Natural language region descriptions:
§
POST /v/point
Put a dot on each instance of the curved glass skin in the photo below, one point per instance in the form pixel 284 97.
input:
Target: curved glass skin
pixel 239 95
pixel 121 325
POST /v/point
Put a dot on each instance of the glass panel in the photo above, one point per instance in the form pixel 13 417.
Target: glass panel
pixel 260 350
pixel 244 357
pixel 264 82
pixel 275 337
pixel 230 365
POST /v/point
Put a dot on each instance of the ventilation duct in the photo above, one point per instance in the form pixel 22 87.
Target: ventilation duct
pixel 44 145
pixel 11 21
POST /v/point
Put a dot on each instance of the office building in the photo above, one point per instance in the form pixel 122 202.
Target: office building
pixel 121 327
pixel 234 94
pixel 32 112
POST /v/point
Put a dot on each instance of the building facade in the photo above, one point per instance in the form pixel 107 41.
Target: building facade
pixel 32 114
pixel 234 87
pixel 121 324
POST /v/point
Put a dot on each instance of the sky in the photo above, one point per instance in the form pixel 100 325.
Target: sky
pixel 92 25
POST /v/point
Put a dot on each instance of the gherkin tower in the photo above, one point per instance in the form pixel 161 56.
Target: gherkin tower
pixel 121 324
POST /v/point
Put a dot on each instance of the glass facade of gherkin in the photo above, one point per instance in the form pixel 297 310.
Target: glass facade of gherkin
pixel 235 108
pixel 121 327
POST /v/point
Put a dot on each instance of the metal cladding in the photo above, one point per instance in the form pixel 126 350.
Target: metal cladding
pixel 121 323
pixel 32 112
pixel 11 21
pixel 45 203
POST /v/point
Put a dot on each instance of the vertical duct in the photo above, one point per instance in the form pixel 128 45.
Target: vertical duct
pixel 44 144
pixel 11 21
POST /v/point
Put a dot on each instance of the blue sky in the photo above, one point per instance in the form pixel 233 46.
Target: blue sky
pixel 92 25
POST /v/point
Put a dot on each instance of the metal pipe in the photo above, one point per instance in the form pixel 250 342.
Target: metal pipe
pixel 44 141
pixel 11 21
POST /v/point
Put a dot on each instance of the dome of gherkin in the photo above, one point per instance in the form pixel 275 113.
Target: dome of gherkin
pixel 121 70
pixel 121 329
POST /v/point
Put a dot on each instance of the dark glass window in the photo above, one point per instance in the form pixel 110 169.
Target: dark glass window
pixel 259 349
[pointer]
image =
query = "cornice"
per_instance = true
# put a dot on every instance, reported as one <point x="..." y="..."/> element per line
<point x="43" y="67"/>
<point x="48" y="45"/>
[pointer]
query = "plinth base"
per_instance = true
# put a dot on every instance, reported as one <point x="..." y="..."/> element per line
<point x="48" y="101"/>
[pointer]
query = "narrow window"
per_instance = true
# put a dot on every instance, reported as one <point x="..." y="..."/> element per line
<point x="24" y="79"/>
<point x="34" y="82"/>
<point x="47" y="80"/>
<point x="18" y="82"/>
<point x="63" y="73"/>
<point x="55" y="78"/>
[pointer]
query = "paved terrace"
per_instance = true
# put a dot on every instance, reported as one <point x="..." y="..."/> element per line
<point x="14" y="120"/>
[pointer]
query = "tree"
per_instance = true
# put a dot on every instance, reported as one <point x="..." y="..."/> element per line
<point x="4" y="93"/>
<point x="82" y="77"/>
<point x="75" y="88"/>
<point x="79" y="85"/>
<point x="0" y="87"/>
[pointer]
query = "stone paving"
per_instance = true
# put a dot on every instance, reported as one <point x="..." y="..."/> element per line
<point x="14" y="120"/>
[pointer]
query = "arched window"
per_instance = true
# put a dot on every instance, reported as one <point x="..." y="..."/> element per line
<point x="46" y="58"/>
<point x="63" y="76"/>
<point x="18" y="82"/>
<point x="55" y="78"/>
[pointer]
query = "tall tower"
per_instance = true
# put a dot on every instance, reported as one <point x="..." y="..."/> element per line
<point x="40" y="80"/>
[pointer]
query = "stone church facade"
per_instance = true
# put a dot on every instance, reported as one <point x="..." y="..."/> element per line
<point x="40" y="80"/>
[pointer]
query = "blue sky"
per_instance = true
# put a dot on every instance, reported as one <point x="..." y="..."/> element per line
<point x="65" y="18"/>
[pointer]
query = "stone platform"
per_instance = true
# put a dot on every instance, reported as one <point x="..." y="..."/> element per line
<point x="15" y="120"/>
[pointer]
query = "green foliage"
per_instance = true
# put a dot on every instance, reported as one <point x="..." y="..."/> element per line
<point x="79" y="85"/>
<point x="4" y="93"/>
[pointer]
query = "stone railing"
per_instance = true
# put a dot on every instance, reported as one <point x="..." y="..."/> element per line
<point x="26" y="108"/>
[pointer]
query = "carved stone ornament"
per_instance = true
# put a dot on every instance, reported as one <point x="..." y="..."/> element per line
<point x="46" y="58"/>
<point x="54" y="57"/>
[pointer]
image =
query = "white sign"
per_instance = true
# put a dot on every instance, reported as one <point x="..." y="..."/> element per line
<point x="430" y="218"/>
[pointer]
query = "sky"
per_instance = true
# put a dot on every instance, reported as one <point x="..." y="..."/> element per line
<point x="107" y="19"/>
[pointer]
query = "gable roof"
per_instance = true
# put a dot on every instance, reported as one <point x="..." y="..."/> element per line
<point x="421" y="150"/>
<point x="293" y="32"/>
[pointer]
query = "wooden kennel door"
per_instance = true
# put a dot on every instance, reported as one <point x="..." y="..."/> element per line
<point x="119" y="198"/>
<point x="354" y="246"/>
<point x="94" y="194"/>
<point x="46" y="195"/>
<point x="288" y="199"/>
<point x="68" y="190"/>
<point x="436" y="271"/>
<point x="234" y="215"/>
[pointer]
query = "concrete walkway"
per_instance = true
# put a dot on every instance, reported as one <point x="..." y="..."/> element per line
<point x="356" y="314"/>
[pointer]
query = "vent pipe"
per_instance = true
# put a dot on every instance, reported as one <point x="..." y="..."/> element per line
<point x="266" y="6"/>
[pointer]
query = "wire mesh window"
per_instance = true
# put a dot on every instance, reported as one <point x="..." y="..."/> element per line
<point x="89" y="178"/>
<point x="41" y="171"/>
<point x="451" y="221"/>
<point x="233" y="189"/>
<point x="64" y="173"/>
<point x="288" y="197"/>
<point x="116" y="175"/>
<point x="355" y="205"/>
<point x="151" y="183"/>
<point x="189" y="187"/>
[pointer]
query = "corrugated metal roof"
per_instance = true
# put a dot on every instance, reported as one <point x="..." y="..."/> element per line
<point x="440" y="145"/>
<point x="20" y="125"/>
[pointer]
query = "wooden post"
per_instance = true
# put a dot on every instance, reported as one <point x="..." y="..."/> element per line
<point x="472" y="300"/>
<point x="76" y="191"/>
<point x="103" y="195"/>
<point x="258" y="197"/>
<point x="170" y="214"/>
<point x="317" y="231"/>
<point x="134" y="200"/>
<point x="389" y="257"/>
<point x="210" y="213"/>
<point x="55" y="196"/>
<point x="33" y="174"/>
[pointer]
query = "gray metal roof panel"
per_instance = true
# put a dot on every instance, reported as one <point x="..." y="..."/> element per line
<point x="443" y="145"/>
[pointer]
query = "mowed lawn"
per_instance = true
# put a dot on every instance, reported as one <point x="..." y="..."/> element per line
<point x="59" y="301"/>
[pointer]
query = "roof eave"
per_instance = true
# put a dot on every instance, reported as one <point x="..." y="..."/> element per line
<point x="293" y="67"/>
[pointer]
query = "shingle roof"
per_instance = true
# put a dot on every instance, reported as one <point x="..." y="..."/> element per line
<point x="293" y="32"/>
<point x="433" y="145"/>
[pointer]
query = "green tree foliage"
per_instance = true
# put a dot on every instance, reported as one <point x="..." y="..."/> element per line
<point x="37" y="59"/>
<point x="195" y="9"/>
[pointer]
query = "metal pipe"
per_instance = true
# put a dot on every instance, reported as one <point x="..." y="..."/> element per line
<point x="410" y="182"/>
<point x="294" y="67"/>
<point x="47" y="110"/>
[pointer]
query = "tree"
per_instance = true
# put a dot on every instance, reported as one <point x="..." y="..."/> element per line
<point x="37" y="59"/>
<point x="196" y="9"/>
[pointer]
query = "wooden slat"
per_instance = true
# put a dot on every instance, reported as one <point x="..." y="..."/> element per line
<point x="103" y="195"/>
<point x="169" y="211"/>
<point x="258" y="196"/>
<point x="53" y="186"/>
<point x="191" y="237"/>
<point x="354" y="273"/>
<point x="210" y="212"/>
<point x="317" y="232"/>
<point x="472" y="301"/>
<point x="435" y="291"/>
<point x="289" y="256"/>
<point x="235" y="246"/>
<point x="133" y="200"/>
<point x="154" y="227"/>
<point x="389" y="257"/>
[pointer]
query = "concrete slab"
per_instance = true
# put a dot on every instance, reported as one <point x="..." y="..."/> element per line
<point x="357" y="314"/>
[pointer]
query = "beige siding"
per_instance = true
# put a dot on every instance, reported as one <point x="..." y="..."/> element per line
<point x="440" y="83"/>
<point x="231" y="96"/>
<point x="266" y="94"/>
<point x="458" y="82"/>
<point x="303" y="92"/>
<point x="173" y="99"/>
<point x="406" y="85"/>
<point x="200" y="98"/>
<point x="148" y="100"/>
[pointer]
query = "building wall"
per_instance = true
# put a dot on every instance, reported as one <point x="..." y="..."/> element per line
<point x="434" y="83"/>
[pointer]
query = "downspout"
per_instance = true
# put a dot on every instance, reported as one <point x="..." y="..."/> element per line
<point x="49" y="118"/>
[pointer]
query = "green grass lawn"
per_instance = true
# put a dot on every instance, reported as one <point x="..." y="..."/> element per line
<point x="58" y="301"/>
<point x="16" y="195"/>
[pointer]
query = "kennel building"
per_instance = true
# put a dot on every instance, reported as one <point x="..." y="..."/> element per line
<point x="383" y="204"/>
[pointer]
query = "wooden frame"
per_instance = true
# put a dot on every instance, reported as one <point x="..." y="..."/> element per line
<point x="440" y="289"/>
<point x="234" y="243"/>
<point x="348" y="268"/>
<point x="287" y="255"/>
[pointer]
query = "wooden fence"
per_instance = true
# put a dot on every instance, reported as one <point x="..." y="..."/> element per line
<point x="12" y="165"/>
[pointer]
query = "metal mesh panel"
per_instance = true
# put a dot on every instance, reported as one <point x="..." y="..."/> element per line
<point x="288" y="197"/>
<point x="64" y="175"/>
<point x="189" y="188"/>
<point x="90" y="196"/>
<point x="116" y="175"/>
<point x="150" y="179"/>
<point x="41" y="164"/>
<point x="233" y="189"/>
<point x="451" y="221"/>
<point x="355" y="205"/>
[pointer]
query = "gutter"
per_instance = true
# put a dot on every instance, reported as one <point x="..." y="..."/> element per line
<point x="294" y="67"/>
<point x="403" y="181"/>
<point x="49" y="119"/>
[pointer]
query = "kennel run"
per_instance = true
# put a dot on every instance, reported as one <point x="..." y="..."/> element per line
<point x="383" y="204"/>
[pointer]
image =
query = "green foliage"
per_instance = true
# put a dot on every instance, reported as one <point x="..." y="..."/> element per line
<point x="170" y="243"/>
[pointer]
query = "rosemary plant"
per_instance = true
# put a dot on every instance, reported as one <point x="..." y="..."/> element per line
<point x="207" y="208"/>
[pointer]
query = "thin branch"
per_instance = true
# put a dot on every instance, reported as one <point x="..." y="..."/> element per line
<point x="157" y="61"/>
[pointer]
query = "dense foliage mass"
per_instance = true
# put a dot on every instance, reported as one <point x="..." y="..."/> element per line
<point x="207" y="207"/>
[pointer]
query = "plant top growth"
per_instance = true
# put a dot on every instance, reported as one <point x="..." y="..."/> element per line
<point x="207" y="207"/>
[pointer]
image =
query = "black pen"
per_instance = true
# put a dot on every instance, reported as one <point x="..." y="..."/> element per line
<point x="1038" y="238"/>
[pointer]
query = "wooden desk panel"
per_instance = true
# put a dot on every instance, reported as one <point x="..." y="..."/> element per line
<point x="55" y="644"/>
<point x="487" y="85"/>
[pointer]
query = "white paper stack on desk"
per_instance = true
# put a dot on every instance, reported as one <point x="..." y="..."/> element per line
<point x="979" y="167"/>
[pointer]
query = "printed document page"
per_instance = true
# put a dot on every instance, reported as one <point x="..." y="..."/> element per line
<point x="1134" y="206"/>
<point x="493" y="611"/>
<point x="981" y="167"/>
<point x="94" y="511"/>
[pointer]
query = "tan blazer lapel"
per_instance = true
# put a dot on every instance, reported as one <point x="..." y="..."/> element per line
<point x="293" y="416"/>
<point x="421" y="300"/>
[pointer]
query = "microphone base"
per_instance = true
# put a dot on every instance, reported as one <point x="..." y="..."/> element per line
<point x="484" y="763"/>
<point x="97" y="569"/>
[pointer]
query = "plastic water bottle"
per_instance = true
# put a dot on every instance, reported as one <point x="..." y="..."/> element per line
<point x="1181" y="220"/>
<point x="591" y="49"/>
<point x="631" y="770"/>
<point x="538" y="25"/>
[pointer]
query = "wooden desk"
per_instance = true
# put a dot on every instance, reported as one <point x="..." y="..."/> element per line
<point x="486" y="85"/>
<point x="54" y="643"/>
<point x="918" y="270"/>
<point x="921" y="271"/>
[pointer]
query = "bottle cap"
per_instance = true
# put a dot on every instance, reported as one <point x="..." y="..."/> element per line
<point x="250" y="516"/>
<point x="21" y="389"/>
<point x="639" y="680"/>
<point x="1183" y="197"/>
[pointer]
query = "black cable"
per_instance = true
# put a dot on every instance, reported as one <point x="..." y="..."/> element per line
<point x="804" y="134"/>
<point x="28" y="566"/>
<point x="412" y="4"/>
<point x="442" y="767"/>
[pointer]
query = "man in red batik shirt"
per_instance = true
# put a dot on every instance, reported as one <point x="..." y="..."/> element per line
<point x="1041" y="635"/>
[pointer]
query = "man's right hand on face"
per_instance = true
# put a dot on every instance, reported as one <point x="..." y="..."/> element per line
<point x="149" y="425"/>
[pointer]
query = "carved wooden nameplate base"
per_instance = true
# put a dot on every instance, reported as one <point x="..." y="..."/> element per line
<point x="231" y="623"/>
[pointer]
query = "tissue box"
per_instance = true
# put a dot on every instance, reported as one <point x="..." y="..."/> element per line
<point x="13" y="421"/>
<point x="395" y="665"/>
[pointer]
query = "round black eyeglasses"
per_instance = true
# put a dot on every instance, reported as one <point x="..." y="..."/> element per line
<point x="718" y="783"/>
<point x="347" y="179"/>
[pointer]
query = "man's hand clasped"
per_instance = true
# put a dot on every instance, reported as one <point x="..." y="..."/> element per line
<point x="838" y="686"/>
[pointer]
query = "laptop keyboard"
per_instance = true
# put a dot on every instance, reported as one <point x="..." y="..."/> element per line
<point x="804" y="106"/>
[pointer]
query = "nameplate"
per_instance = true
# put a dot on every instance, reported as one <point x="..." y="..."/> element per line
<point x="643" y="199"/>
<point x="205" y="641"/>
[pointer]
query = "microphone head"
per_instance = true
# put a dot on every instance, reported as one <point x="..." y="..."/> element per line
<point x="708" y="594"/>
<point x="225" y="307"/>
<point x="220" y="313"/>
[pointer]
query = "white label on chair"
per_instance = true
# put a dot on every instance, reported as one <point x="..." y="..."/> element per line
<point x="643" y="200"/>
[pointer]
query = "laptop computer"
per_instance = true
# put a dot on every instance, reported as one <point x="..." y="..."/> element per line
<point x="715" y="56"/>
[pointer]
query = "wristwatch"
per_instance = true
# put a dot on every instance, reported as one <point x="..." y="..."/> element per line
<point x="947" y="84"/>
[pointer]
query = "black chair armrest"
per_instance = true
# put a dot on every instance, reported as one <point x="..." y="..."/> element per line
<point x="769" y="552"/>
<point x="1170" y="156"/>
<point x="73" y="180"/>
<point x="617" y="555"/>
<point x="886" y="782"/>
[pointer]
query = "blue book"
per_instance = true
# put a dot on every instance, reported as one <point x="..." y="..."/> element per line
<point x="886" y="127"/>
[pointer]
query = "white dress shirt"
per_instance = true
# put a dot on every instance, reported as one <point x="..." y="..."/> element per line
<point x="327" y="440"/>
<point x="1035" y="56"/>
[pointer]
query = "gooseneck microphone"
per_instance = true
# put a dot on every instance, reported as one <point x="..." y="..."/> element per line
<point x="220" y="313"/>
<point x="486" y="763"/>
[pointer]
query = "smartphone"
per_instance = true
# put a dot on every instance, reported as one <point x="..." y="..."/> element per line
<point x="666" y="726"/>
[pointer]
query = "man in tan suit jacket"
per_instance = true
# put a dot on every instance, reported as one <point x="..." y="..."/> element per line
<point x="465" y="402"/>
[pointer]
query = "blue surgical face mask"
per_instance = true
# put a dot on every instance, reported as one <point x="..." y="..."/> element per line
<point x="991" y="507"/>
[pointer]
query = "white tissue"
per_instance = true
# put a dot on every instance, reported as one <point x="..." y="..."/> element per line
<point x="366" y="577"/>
§
In the entries above, which lines hold the string "plant"? Report all of them.

query = "rosemary plant"
query = "plant top growth"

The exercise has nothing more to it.